- Passage provided
This release focusses on usability and backend improvements. It builds on the embedded KV store from 0.8.x and improves the bootstrap process.

Enhanced stress testing and performance benchmarking have also led to a number of improvements and better failure handling and recovery.

Deprecation notices

While in Beta there may be changes that break backwards compatibility. GA releases will strive to preserve compatibility between versions.

  • The INITIAL_CLUSTER and CLUSTER_ID environment variables have been replaced with JOIN and they should no longer be used to bootstrap a new cluster. JOIN provides a more flexible mechanism for creating new clusters and expanding existing clusters. Errors or deprecation notices in the log at startup will help verify that the correct environment variables are used.
  • The API object format for users has changed to make it consistent with other objects. Version 0.9.0+ of the StorageOS CLI must be used to manage users on a version 0.9.x cluster.

- Provided material
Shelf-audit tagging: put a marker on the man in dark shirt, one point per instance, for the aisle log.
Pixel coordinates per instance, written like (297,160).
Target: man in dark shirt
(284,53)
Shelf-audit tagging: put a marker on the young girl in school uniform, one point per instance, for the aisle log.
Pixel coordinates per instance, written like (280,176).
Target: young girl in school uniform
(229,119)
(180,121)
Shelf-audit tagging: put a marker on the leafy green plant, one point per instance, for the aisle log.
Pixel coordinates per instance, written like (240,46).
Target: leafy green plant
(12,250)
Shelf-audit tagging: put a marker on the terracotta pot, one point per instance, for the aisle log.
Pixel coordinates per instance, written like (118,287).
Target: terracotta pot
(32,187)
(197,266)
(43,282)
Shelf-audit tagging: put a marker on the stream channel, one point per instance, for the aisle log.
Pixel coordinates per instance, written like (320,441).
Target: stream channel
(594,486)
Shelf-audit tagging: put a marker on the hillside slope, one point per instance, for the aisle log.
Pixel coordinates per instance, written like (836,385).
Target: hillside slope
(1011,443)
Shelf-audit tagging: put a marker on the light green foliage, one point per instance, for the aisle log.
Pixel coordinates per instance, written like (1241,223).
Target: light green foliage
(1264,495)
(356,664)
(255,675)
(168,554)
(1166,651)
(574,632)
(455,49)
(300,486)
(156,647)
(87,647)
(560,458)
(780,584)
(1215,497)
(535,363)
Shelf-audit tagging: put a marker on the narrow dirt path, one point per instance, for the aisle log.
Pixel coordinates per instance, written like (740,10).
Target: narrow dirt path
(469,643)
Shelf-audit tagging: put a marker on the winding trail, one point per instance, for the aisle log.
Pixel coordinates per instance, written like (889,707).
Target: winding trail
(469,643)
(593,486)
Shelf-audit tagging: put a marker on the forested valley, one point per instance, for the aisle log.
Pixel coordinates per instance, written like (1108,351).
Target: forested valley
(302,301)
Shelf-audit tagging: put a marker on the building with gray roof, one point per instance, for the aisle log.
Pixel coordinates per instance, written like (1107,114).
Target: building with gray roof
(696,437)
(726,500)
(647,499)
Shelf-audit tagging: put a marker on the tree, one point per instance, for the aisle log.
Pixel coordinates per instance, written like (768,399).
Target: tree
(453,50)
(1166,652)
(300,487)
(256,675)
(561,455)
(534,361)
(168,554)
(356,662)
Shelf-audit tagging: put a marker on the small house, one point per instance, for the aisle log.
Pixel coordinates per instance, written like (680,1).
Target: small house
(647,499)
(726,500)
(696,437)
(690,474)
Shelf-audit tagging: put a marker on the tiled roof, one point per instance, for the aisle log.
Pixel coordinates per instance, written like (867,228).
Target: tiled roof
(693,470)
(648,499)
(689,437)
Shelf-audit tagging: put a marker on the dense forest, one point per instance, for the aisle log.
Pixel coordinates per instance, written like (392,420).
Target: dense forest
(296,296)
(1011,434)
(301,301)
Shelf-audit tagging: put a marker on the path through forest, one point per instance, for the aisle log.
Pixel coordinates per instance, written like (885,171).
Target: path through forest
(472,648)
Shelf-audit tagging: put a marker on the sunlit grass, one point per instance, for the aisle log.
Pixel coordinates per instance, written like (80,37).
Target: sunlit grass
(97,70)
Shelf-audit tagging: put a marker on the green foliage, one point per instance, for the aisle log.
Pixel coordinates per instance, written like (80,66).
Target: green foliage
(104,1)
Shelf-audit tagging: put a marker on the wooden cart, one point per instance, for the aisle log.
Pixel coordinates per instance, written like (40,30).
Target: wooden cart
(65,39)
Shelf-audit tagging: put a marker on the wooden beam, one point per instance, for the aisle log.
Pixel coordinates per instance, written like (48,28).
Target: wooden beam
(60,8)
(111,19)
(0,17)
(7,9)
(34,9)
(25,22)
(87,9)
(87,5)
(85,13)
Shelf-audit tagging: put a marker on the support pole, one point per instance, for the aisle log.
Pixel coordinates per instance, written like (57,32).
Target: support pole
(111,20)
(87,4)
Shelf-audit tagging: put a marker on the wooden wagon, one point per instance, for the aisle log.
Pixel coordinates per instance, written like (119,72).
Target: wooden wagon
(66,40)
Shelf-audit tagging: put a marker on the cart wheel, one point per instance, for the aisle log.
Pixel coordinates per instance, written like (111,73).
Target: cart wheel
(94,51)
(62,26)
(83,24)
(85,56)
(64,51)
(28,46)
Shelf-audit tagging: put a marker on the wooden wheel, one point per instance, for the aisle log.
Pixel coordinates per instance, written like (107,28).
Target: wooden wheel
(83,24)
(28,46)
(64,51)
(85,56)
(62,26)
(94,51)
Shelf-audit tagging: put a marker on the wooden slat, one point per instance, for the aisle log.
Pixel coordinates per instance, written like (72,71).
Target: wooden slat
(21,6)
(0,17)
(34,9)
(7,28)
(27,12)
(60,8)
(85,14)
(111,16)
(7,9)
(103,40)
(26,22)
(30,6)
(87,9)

- Short problem 1
List every environment variable named in the release notes.
- Short problem 2
From the release notes, extract everything from "Enhanced stress testing" down to "version 0.9.x cluster.".

- Full output 1
INITIAL_CLUSTER, CLUSTER_ID, JOIN

- Full output 2
Enhanced stress testing and performance benchmarking have also led to a number of improvements and better failure handling and recovery.

Deprecation notices

While in Beta there may be changes that break backwards compatibility. GA releases will strive to preserve compatibility between versions.

  • The INITIAL_CLUSTER and CLUSTER_ID environment variables have been replaced with JOIN and they should no longer be used to bootstrap a new cluster. JOIN provides a more flexible mechanism for creating new clusters and expanding existing clusters. Errors or deprecation notices in the log at startup will help verify that the correct environment variables are used.
  • The API object format for users has changed to make it consistent with other objects. Version 0.9.0+ of the StorageOS CLI must be used to manage users on a version 0.9.x cluster.